What you have to do: Which lines below contain the string "post"? Pick out each one and copy it in full.

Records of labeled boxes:
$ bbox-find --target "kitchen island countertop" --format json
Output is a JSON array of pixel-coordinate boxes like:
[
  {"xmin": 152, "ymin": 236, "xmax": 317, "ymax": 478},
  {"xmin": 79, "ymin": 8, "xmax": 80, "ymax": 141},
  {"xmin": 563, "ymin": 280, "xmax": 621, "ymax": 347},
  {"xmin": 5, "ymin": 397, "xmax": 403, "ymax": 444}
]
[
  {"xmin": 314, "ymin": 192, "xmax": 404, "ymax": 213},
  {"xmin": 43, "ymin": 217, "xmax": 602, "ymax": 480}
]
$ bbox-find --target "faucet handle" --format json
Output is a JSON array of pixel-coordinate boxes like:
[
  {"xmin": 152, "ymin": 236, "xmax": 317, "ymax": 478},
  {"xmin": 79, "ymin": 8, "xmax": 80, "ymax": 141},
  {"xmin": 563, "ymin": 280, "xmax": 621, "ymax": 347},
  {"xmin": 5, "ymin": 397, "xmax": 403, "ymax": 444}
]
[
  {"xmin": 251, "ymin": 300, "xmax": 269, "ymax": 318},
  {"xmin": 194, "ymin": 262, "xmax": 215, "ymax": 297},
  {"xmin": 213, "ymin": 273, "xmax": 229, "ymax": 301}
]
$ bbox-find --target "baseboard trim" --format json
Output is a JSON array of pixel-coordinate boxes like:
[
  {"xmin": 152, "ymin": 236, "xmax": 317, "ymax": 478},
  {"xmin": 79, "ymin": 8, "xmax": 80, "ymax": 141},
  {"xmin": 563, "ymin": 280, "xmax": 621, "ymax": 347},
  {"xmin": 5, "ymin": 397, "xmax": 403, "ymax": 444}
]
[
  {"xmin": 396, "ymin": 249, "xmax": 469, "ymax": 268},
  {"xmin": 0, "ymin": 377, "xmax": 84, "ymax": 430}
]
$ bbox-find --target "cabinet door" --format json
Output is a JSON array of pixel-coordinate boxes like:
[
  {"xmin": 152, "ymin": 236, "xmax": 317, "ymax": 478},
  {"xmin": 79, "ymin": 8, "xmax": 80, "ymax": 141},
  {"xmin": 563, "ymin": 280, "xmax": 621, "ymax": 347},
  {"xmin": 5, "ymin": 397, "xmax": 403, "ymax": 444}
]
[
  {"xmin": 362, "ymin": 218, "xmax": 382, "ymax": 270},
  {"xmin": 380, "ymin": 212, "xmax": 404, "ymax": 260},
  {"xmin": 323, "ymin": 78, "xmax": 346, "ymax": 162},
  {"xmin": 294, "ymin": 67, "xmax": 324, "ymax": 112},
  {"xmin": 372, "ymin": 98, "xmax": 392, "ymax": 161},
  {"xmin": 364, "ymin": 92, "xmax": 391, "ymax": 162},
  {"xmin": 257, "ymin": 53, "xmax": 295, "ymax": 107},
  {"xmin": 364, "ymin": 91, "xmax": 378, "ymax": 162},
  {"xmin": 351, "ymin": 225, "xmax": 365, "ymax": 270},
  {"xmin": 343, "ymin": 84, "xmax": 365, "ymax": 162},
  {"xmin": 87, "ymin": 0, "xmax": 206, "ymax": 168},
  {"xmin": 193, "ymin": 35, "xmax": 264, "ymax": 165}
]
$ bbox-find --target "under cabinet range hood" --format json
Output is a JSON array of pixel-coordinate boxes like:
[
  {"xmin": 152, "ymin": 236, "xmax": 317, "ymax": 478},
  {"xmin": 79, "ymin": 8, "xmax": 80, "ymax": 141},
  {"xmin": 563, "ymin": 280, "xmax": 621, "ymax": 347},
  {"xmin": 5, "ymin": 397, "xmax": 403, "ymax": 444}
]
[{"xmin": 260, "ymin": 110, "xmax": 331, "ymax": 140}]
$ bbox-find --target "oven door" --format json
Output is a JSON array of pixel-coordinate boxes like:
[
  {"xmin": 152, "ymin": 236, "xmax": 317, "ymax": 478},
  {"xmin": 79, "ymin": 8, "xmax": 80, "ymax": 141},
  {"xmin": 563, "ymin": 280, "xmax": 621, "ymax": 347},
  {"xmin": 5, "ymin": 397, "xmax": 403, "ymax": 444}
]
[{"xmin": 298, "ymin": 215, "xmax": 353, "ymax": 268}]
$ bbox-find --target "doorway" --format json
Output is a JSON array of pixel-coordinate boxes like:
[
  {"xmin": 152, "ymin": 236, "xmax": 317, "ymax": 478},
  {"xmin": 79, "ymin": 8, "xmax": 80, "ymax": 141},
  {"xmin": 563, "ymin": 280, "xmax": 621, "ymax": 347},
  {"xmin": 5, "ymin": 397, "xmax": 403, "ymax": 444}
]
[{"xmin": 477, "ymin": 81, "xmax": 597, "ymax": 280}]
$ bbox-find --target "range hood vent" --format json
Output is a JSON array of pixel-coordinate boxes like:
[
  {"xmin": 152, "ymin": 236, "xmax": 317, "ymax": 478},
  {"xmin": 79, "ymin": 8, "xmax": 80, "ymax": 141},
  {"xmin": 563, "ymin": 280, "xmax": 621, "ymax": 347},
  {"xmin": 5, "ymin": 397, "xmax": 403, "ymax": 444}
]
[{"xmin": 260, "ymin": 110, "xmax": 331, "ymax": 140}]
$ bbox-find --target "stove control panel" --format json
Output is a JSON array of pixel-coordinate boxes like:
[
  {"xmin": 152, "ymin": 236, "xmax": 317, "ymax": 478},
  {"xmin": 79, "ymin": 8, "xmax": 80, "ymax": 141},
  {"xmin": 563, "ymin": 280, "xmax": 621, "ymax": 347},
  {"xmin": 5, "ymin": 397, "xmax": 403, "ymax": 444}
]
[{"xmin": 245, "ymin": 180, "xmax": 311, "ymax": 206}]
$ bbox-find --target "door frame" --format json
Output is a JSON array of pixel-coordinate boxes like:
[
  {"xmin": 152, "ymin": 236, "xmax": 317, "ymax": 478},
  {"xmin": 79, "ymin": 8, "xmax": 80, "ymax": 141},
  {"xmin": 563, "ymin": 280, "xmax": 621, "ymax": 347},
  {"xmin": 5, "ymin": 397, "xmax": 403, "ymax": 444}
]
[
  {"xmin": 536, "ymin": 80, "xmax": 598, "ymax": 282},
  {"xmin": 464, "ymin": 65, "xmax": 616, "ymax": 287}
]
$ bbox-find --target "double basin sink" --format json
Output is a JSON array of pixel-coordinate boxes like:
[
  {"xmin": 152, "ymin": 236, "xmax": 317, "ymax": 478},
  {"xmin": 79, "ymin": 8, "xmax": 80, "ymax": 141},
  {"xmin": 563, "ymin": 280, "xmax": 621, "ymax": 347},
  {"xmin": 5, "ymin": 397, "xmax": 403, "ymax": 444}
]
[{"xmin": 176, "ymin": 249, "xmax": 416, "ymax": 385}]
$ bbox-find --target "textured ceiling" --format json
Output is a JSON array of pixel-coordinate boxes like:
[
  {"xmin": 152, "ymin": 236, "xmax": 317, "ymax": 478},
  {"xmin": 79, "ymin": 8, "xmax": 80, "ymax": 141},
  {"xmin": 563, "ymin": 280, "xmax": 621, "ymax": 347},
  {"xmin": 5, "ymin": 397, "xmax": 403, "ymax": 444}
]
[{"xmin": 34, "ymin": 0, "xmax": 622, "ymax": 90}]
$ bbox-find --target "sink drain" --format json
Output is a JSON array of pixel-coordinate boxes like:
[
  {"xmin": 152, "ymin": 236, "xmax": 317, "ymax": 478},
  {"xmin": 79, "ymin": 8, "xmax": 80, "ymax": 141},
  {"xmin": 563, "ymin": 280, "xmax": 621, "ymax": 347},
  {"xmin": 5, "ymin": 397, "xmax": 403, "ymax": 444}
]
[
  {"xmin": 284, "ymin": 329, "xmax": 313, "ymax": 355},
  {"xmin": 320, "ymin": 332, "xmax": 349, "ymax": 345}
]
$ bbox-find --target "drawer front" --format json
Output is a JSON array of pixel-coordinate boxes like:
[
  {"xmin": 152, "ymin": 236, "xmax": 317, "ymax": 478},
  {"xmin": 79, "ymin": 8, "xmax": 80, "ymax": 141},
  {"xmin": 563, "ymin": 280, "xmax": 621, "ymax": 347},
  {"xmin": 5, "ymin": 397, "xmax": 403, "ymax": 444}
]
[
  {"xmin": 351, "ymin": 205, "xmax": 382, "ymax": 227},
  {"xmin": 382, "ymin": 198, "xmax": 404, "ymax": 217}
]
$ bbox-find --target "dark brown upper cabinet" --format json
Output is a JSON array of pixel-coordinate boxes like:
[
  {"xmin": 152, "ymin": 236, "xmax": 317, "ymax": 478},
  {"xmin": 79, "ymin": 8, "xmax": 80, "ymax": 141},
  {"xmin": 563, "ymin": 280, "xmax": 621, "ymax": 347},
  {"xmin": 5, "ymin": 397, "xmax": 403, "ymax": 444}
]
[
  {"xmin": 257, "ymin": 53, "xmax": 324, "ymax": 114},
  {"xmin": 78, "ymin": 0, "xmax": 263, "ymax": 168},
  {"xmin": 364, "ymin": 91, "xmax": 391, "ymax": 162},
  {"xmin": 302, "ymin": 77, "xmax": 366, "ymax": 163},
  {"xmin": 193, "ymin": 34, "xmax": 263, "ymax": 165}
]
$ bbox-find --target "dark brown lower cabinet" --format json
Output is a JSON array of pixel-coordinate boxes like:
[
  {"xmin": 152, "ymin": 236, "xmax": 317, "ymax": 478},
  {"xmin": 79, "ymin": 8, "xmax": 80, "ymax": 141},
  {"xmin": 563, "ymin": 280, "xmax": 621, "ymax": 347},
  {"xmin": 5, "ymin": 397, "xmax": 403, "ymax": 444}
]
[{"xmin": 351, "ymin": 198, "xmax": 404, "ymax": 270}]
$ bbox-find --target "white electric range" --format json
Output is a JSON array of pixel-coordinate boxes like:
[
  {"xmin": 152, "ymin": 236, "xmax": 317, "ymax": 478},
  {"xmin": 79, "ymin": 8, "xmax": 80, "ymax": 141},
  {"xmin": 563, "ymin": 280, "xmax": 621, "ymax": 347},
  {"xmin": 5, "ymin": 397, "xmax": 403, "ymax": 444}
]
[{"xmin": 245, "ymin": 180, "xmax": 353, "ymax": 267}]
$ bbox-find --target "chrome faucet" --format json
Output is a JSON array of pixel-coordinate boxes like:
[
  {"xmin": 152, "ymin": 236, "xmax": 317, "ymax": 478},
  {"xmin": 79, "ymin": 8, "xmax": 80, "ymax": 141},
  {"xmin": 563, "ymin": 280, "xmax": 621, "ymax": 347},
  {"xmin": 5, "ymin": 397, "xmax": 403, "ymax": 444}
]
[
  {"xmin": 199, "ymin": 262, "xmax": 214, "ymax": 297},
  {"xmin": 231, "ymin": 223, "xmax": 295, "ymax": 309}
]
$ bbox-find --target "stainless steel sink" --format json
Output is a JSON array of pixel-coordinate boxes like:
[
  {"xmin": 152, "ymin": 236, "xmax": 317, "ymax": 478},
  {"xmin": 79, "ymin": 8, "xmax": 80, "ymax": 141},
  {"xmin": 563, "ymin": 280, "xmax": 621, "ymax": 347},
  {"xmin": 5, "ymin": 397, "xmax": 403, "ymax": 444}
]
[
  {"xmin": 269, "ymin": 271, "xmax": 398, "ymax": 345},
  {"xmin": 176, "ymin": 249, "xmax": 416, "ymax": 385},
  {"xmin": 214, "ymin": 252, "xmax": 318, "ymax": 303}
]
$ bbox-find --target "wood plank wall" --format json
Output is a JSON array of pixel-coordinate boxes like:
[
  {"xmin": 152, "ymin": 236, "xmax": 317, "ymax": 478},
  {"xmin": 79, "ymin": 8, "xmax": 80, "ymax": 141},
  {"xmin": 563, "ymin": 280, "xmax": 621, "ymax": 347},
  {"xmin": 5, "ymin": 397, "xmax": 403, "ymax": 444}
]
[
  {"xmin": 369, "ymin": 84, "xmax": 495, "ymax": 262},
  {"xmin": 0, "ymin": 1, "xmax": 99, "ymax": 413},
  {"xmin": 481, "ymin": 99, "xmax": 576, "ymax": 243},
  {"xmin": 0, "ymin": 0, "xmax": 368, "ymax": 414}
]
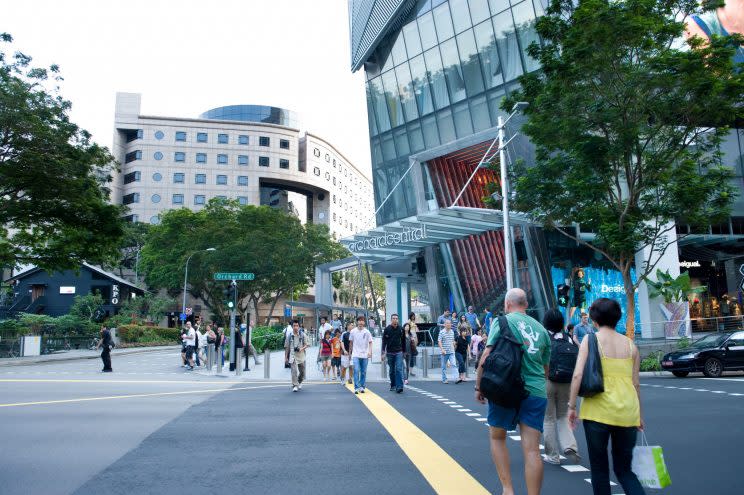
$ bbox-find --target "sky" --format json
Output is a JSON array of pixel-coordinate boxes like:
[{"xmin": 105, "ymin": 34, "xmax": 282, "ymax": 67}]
[{"xmin": 5, "ymin": 0, "xmax": 371, "ymax": 177}]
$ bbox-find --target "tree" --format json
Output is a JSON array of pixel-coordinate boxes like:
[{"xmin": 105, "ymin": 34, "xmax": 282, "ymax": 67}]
[
  {"xmin": 502, "ymin": 0, "xmax": 744, "ymax": 338},
  {"xmin": 0, "ymin": 33, "xmax": 122, "ymax": 270},
  {"xmin": 140, "ymin": 198, "xmax": 346, "ymax": 321}
]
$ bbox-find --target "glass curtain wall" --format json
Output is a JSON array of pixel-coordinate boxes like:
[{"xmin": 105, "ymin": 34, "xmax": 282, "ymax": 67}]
[{"xmin": 365, "ymin": 0, "xmax": 547, "ymax": 224}]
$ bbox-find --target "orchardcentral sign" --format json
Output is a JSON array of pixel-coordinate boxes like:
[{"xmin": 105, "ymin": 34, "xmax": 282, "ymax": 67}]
[{"xmin": 348, "ymin": 227, "xmax": 426, "ymax": 253}]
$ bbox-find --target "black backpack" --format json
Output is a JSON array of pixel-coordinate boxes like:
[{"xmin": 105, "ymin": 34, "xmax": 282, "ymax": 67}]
[
  {"xmin": 480, "ymin": 316, "xmax": 529, "ymax": 409},
  {"xmin": 548, "ymin": 332, "xmax": 579, "ymax": 383}
]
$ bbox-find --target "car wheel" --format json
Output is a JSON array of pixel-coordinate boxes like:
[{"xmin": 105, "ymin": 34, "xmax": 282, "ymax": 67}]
[{"xmin": 703, "ymin": 358, "xmax": 723, "ymax": 378}]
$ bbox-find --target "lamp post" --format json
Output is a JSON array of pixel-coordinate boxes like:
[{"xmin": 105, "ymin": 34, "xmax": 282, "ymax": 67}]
[
  {"xmin": 498, "ymin": 101, "xmax": 527, "ymax": 290},
  {"xmin": 181, "ymin": 248, "xmax": 217, "ymax": 321}
]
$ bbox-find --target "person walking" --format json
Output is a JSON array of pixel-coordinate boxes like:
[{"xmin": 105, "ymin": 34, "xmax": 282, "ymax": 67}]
[
  {"xmin": 455, "ymin": 326, "xmax": 468, "ymax": 383},
  {"xmin": 475, "ymin": 288, "xmax": 550, "ymax": 495},
  {"xmin": 380, "ymin": 314, "xmax": 405, "ymax": 393},
  {"xmin": 318, "ymin": 330, "xmax": 333, "ymax": 382},
  {"xmin": 437, "ymin": 320, "xmax": 457, "ymax": 383},
  {"xmin": 543, "ymin": 309, "xmax": 580, "ymax": 465},
  {"xmin": 349, "ymin": 316, "xmax": 372, "ymax": 394},
  {"xmin": 96, "ymin": 325, "xmax": 114, "ymax": 373},
  {"xmin": 284, "ymin": 320, "xmax": 309, "ymax": 392},
  {"xmin": 568, "ymin": 297, "xmax": 645, "ymax": 495}
]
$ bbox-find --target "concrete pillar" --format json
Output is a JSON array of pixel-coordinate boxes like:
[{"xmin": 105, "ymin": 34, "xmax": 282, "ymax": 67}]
[{"xmin": 628, "ymin": 224, "xmax": 679, "ymax": 339}]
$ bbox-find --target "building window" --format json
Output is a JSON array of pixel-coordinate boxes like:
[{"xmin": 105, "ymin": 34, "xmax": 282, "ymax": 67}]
[
  {"xmin": 124, "ymin": 150, "xmax": 142, "ymax": 163},
  {"xmin": 121, "ymin": 193, "xmax": 139, "ymax": 205},
  {"xmin": 124, "ymin": 172, "xmax": 140, "ymax": 184}
]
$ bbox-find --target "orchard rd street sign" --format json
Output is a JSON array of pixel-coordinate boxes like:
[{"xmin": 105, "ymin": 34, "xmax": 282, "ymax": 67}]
[{"xmin": 214, "ymin": 273, "xmax": 256, "ymax": 280}]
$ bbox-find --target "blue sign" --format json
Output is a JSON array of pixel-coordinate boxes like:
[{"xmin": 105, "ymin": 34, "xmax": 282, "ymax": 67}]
[{"xmin": 550, "ymin": 267, "xmax": 641, "ymax": 333}]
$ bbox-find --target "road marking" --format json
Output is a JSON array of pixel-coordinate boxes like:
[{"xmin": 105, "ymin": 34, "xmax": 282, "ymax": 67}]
[
  {"xmin": 346, "ymin": 385, "xmax": 489, "ymax": 495},
  {"xmin": 0, "ymin": 385, "xmax": 286, "ymax": 407}
]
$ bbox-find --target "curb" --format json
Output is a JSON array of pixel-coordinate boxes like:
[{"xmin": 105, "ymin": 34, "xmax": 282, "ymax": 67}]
[{"xmin": 0, "ymin": 346, "xmax": 179, "ymax": 368}]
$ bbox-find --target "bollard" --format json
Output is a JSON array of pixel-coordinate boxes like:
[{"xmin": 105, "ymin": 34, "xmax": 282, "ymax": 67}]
[
  {"xmin": 264, "ymin": 347, "xmax": 271, "ymax": 380},
  {"xmin": 422, "ymin": 347, "xmax": 429, "ymax": 378}
]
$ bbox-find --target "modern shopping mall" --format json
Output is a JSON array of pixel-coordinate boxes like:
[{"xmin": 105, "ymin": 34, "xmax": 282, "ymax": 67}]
[{"xmin": 318, "ymin": 0, "xmax": 744, "ymax": 338}]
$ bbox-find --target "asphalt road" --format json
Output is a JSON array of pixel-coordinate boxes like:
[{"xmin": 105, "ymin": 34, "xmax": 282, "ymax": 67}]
[{"xmin": 0, "ymin": 351, "xmax": 744, "ymax": 495}]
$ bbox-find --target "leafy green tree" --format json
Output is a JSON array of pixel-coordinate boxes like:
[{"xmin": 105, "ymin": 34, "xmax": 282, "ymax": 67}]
[
  {"xmin": 140, "ymin": 199, "xmax": 346, "ymax": 321},
  {"xmin": 503, "ymin": 0, "xmax": 744, "ymax": 338},
  {"xmin": 0, "ymin": 33, "xmax": 122, "ymax": 270}
]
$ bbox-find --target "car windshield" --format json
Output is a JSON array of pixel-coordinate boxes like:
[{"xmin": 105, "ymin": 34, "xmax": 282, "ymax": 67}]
[{"xmin": 691, "ymin": 333, "xmax": 729, "ymax": 349}]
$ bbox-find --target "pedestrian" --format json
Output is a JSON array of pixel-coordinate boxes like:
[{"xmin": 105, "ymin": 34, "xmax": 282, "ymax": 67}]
[
  {"xmin": 455, "ymin": 327, "xmax": 468, "ymax": 383},
  {"xmin": 341, "ymin": 322, "xmax": 354, "ymax": 385},
  {"xmin": 318, "ymin": 330, "xmax": 333, "ymax": 382},
  {"xmin": 475, "ymin": 288, "xmax": 550, "ymax": 495},
  {"xmin": 380, "ymin": 314, "xmax": 405, "ymax": 393},
  {"xmin": 96, "ymin": 325, "xmax": 114, "ymax": 373},
  {"xmin": 403, "ymin": 320, "xmax": 418, "ymax": 385},
  {"xmin": 181, "ymin": 321, "xmax": 196, "ymax": 371},
  {"xmin": 349, "ymin": 316, "xmax": 372, "ymax": 394},
  {"xmin": 331, "ymin": 329, "xmax": 341, "ymax": 381},
  {"xmin": 437, "ymin": 320, "xmax": 457, "ymax": 383},
  {"xmin": 465, "ymin": 306, "xmax": 480, "ymax": 331},
  {"xmin": 284, "ymin": 320, "xmax": 310, "ymax": 392},
  {"xmin": 574, "ymin": 311, "xmax": 594, "ymax": 345},
  {"xmin": 543, "ymin": 309, "xmax": 580, "ymax": 465},
  {"xmin": 568, "ymin": 297, "xmax": 645, "ymax": 495}
]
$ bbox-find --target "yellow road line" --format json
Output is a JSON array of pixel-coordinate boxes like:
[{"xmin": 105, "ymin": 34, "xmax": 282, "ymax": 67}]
[
  {"xmin": 0, "ymin": 385, "xmax": 286, "ymax": 407},
  {"xmin": 346, "ymin": 384, "xmax": 489, "ymax": 495}
]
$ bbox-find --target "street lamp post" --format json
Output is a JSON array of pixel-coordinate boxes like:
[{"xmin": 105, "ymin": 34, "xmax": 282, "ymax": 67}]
[{"xmin": 181, "ymin": 248, "xmax": 217, "ymax": 321}]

Answer:
$ bbox-find --target "lamp post" --format json
$ bbox-find --target "street lamp post" --format json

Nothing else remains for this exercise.